Could you recast the listing as a numbered list, starting at its first line and ending at the line containing "x=388, y=243", with both ends included? Leave out any blank lines and the pictures.

**Data supplied**.
==========
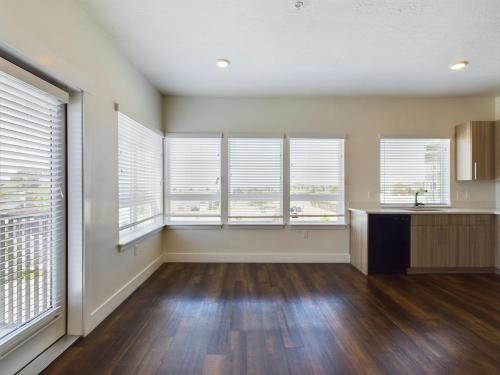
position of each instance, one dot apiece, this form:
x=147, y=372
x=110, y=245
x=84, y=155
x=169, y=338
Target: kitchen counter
x=424, y=211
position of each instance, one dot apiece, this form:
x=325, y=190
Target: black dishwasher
x=388, y=243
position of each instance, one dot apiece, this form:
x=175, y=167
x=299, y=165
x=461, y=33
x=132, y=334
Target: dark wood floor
x=295, y=319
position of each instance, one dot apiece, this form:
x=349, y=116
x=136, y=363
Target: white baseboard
x=107, y=307
x=171, y=257
x=41, y=362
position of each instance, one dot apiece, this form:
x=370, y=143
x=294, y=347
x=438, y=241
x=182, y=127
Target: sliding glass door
x=32, y=218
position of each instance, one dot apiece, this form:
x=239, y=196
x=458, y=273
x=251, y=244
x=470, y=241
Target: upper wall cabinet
x=475, y=150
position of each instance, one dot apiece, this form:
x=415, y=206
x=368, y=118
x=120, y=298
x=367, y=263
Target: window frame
x=132, y=232
x=290, y=223
x=166, y=179
x=412, y=138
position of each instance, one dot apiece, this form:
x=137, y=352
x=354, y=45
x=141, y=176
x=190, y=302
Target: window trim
x=127, y=235
x=450, y=160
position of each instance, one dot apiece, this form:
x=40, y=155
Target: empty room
x=249, y=187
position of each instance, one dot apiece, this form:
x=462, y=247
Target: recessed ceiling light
x=223, y=63
x=459, y=65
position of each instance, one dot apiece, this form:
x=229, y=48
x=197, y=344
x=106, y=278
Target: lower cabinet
x=381, y=243
x=452, y=241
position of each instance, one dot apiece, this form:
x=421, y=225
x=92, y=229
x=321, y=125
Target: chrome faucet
x=417, y=203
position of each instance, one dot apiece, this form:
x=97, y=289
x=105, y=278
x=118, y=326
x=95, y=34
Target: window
x=193, y=179
x=32, y=206
x=411, y=165
x=255, y=180
x=140, y=185
x=317, y=180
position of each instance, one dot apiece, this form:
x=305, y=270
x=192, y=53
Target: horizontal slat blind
x=255, y=180
x=32, y=213
x=316, y=180
x=193, y=179
x=140, y=164
x=411, y=165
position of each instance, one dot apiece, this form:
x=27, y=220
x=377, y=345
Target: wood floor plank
x=295, y=319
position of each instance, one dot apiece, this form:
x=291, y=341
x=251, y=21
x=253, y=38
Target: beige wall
x=497, y=136
x=58, y=37
x=362, y=120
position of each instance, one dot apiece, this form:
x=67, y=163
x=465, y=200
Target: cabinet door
x=481, y=246
x=463, y=139
x=483, y=140
x=434, y=246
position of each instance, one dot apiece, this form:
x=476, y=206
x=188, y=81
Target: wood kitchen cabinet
x=452, y=242
x=437, y=242
x=475, y=150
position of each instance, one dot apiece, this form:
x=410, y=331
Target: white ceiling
x=329, y=47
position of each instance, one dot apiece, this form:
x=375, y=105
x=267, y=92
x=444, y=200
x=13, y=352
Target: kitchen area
x=422, y=238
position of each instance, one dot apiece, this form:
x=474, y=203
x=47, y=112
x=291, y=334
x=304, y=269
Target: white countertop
x=430, y=211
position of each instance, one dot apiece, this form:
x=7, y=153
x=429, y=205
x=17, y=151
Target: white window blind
x=32, y=205
x=411, y=165
x=193, y=179
x=317, y=180
x=255, y=180
x=140, y=183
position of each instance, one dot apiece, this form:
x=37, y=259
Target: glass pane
x=255, y=210
x=194, y=208
x=316, y=211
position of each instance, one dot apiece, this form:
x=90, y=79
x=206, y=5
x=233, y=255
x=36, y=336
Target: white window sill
x=130, y=239
x=256, y=225
x=335, y=226
x=193, y=225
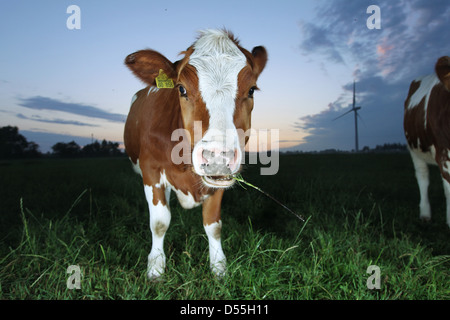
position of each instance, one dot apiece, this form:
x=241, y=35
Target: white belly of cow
x=187, y=201
x=428, y=157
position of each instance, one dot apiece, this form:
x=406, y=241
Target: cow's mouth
x=218, y=181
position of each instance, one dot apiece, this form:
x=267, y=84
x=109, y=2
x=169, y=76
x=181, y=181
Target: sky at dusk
x=58, y=84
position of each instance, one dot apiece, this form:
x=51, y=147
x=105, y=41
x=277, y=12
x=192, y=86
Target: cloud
x=44, y=103
x=57, y=121
x=384, y=63
x=47, y=139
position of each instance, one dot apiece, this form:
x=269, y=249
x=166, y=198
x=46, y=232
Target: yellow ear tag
x=162, y=81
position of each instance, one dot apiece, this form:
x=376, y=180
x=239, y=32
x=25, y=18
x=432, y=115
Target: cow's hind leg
x=447, y=197
x=422, y=176
x=159, y=223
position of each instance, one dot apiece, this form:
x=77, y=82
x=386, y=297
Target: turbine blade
x=343, y=115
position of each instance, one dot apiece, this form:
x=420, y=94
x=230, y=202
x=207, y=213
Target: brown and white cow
x=211, y=100
x=427, y=130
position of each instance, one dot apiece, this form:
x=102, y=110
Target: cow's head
x=215, y=82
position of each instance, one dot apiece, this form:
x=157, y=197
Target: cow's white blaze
x=218, y=62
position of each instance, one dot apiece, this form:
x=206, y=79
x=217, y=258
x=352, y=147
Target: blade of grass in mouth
x=240, y=180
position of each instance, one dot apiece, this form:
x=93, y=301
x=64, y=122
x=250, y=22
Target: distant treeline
x=13, y=145
x=385, y=148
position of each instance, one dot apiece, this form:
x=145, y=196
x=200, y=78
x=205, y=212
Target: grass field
x=361, y=210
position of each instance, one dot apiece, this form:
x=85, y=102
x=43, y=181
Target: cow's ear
x=146, y=65
x=260, y=59
x=443, y=71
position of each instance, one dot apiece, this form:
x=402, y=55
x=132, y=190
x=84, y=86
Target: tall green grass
x=361, y=210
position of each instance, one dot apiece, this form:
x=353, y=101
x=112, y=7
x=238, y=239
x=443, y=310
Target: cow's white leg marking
x=422, y=176
x=218, y=261
x=447, y=197
x=159, y=223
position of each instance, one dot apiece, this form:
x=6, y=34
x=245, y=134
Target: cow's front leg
x=213, y=228
x=159, y=223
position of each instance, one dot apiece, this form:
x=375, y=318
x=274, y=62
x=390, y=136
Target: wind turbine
x=353, y=109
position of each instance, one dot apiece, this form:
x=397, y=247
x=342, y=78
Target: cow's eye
x=183, y=91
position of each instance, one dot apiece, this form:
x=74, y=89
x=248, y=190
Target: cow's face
x=215, y=83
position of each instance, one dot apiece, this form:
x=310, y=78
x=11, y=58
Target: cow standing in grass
x=182, y=131
x=427, y=130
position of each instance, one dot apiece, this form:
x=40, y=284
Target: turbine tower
x=353, y=109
==========
**Task solution**.
1. position of each instance, one dot apiece, this form:
2. x=147, y=372
3. x=110, y=245
4. x=84, y=155
5. x=169, y=338
6. Target: kitchen counter
7. x=424, y=211
8. position of each instance, one dot apiece, this form:
9. x=325, y=190
10. Target: black dishwasher
11. x=388, y=243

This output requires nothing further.